Keep only the lines that hold the string "What", filtering out the rest of the entries below.

(Image-backed grounding data)
+ + + + +
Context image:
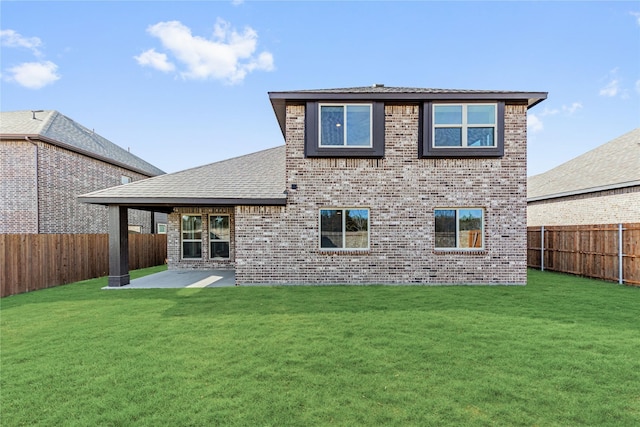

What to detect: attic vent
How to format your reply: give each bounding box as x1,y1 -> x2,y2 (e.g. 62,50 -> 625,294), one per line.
31,110 -> 44,120
372,83 -> 384,88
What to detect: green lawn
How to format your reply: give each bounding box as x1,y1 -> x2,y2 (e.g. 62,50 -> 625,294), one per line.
2,268 -> 639,426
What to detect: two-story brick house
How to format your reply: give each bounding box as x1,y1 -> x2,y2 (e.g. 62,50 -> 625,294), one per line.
0,110 -> 166,234
80,86 -> 546,286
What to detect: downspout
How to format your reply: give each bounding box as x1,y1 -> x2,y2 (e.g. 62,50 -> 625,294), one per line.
25,136 -> 39,233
+ + + + +
*ANSWER AREA*.
What to detect: attic vent
What to detect: green lawn
What to detect: two-story brick house
What to detect: downspout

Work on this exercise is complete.